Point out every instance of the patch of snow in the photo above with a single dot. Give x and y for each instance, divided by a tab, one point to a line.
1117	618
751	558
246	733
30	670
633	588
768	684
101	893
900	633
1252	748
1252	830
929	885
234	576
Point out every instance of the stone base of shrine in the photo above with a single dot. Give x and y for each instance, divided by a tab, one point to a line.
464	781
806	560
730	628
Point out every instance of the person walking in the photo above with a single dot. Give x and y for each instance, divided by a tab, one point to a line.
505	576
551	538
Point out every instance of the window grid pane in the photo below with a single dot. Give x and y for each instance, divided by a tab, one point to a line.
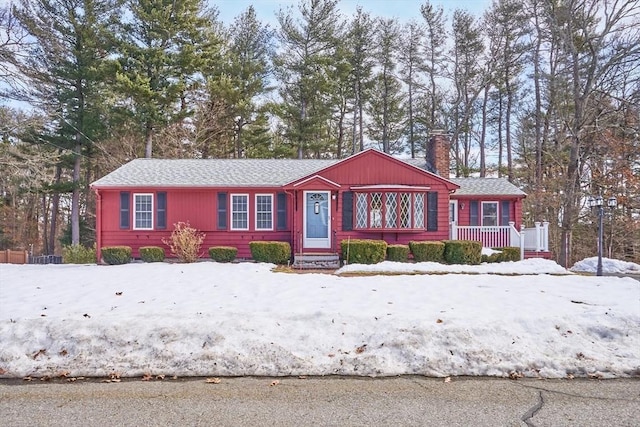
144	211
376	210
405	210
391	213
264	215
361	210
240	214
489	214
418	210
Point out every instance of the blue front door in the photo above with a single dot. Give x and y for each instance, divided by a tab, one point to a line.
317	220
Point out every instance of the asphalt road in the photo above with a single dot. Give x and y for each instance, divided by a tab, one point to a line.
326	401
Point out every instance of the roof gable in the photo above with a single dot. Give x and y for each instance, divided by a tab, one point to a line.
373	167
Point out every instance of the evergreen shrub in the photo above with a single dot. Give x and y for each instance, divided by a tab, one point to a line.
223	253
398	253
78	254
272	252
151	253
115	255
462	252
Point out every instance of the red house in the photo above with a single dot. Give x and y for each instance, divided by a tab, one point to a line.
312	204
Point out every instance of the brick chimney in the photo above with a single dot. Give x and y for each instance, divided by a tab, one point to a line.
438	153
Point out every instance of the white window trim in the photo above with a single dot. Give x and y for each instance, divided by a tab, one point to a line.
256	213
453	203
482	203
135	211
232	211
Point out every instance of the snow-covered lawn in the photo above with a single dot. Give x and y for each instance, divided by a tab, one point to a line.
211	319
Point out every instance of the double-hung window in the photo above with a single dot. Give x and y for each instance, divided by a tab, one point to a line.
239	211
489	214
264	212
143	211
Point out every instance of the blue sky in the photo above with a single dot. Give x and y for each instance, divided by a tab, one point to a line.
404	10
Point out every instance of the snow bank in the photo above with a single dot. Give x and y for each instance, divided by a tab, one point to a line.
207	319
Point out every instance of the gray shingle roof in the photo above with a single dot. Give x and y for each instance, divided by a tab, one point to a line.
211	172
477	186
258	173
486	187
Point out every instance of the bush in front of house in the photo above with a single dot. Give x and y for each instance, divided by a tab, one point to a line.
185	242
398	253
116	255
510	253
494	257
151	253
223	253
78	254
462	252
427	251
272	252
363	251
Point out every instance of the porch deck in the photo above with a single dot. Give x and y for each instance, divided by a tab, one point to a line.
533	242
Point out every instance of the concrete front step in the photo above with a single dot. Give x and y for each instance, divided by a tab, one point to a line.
========================================================================
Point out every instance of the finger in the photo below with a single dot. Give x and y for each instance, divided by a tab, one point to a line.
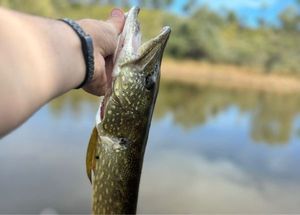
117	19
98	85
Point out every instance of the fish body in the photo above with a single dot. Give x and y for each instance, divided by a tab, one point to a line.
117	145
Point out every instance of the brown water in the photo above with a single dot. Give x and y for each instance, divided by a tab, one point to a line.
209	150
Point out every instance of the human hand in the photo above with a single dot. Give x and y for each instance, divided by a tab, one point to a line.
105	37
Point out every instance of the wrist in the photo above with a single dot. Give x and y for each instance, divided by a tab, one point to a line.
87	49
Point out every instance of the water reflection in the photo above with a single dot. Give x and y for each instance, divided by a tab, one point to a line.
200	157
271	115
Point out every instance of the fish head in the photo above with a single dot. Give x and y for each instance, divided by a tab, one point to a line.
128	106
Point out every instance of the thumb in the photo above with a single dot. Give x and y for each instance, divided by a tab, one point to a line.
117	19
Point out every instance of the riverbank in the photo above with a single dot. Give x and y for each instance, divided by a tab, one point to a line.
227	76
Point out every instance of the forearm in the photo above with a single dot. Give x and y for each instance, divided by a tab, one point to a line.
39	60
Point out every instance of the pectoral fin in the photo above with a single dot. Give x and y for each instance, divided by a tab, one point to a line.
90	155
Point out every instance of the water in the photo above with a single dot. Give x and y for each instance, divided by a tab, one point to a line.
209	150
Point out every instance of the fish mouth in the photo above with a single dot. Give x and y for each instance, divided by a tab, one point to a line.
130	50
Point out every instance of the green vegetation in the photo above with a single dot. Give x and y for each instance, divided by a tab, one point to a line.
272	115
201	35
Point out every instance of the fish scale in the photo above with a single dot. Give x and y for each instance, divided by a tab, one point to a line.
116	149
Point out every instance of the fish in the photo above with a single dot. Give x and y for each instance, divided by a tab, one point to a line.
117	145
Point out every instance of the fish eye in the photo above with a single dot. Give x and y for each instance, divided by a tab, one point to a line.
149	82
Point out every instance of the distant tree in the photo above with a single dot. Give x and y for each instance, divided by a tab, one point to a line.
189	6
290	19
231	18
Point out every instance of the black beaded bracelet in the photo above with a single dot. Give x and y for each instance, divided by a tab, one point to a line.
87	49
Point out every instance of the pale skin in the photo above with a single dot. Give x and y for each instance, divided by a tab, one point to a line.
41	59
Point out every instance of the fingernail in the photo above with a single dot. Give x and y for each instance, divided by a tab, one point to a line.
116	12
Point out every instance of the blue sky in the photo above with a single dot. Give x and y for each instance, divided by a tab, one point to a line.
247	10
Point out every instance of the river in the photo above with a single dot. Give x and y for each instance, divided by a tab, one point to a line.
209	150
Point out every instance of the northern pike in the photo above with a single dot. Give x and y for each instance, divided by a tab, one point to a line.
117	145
========================================================================
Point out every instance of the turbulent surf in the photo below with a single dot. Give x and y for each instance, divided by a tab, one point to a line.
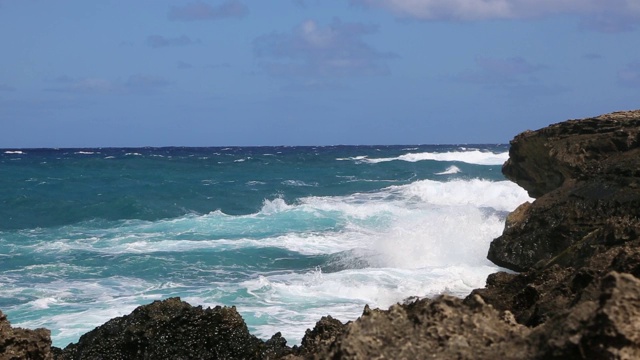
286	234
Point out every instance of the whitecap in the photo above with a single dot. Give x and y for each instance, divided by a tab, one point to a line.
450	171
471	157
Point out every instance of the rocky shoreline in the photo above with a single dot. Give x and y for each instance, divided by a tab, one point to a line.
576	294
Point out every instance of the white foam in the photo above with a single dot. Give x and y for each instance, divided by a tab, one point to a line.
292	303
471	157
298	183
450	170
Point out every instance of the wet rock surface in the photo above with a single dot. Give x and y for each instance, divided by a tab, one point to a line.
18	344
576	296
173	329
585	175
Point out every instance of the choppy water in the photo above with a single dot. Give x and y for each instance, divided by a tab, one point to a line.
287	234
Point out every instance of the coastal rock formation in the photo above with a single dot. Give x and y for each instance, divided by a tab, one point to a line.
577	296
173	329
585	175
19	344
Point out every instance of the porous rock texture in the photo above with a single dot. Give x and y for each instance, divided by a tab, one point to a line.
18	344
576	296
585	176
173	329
========================================================================
[Goal of the exercise]
Repeat exactly the lines above from the one with "Point out every instance of the snow-covered" up to and including the one with "Point out every instance of the concrete". No other line belongs in the reply.

[Response for this exercise]
Point out every instance of the snow-covered lawn in the photo above with a single dot. Give x and y for each instance, divided by a tab, one point to a line.
211	319
Point out every instance of the double-hung window in the photo above with a single dot. Give x and y for each instance, divided by a tab, one point to a line.
239	211
489	214
264	212
143	211
Point out every instance of the blue sky in the photo above with a single dot. Give x and y for each instance, divided by a tab, one point to a line.
404	10
Point out every instance of the snow bank in the photo above with a single dot. Give x and y for each instance, divided by a tab, one point to a line.
207	319
Point out every instance of the gray shingle roof in the photo above with a single dot. Give x and y for each instance, divided by a tab, one point to a line.
211	172
477	186
258	173
486	187
Point out every instance of the bush in front of house in the photo above with a single dot. Give x and y for each instance, divided by a tab, one point to a line.
185	242
398	253
116	255
510	253
494	257
151	253
223	253
78	254
462	252
427	251
272	252
363	251
Point out every instance of the porch deck in the photo above with a single dot. Give x and y for each instance, divided by a tab, one point to a line.
533	242
Point out every instance of the concrete front step in the photo above with a single dot. Give x and y for each instance, divided by a tab, one point to a line.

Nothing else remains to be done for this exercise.